What is expected ▸
Could you rewrite all of the data below, changing every "may span separate parts" to "can consist of disjoint pieces" and leaving everything else as it is?

** START OF Dataset rows **

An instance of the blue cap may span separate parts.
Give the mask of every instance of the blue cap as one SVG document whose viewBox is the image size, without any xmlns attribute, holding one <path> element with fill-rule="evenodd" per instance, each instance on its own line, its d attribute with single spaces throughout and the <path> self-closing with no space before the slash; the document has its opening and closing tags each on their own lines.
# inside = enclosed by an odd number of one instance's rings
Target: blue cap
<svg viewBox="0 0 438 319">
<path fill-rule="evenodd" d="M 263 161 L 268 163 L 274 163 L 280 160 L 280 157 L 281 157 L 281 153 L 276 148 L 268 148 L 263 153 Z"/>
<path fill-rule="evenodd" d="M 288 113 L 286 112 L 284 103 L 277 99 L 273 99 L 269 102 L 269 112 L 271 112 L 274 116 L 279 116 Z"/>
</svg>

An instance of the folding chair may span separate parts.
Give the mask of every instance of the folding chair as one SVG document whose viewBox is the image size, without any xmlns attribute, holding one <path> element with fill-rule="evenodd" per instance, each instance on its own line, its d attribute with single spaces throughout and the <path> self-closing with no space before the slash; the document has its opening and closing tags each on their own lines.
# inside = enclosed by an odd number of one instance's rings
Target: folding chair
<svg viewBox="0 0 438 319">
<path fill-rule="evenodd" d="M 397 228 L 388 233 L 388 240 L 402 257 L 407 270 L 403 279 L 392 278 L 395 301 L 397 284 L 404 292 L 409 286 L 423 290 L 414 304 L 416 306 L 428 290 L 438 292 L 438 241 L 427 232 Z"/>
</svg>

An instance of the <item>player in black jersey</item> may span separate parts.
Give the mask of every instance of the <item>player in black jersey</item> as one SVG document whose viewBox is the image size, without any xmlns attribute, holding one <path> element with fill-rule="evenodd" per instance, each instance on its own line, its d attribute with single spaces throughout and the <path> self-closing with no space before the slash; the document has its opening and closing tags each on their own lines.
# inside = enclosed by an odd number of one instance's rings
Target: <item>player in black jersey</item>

** END OF Dataset rows **

In response ▸
An instance of the blue cap can consist of disjoint pieces.
Give the mask of every instance of the blue cap as one SVG document whose viewBox is the image size, without any xmlns attribute, holding one <path> element with fill-rule="evenodd" per instance, each instance on its own line, its d attribute with single spaces throughout and the <path> self-closing with no space before the slash; the document has its opening and closing tags each on their own lines.
# inside = enclosed by an odd number of one instance's rings
Target: blue cap
<svg viewBox="0 0 438 319">
<path fill-rule="evenodd" d="M 263 161 L 268 163 L 274 163 L 280 160 L 280 157 L 281 157 L 281 153 L 276 148 L 268 148 L 263 153 Z"/>
<path fill-rule="evenodd" d="M 288 113 L 286 112 L 284 103 L 277 99 L 273 99 L 269 102 L 269 112 L 271 112 L 274 116 L 279 116 Z"/>
</svg>

An instance of the folding chair can consist of disjoint pieces.
Give the mask of every instance of the folding chair as one SVG document whose viewBox is the image size, without any xmlns attribute, holding one <path> element with fill-rule="evenodd" per instance, each instance on its own line, its d attribute with single spaces throughout and the <path> self-closing with no space before the slash; the document has its opening and closing tags each on their own lines.
# inside = enclosed by an odd number of one instance's rings
Target: folding chair
<svg viewBox="0 0 438 319">
<path fill-rule="evenodd" d="M 397 228 L 388 233 L 388 240 L 402 257 L 407 270 L 403 279 L 392 278 L 395 301 L 397 284 L 404 292 L 409 286 L 423 290 L 414 304 L 416 306 L 428 290 L 438 292 L 438 241 L 427 232 Z"/>
</svg>

An instance of the <item>player in black jersey</item> can consist of disjoint pieces.
Give the mask of every instance of the <item>player in black jersey</item> as one SVG document whose viewBox is the image size, without any xmlns attribute, holding one <path> element with fill-rule="evenodd" per instance, each instance on its own line, its d attribute with single spaces throughout and the <path> self-closing with no space before the slash; the document has its opening and closing tags each on their own lines.
# inside = enclosed by an odd number of one instance's rings
Target: <item>player in black jersey</item>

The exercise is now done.